Exercise aim –
Pull out every line in the records below that contains the word "marker", and copy each one.

Source data –
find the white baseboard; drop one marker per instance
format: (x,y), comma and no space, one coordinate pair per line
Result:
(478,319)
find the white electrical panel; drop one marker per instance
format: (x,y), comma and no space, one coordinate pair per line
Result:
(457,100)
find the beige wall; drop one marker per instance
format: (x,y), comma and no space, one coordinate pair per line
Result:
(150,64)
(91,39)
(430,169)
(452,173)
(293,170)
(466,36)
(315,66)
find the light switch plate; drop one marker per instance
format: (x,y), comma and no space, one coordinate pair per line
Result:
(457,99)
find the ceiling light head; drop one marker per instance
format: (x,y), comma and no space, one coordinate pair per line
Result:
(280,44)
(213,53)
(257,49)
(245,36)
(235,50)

==

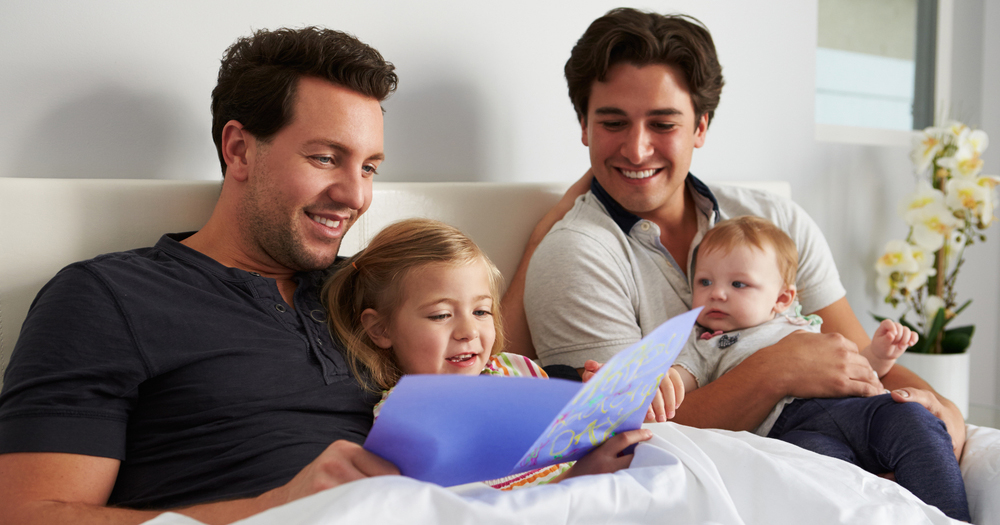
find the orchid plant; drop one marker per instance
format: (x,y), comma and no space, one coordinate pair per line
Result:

Written solution –
find the white baseboard; drop one marker per instance
find the white electrical panel; drop one marker per instance
find the beige wall; drop one marker per instance
find the light switch plate; drop one marker per instance
find the ceiling light head; drop one marker per instance
find the orchid plant; drop one marker per instance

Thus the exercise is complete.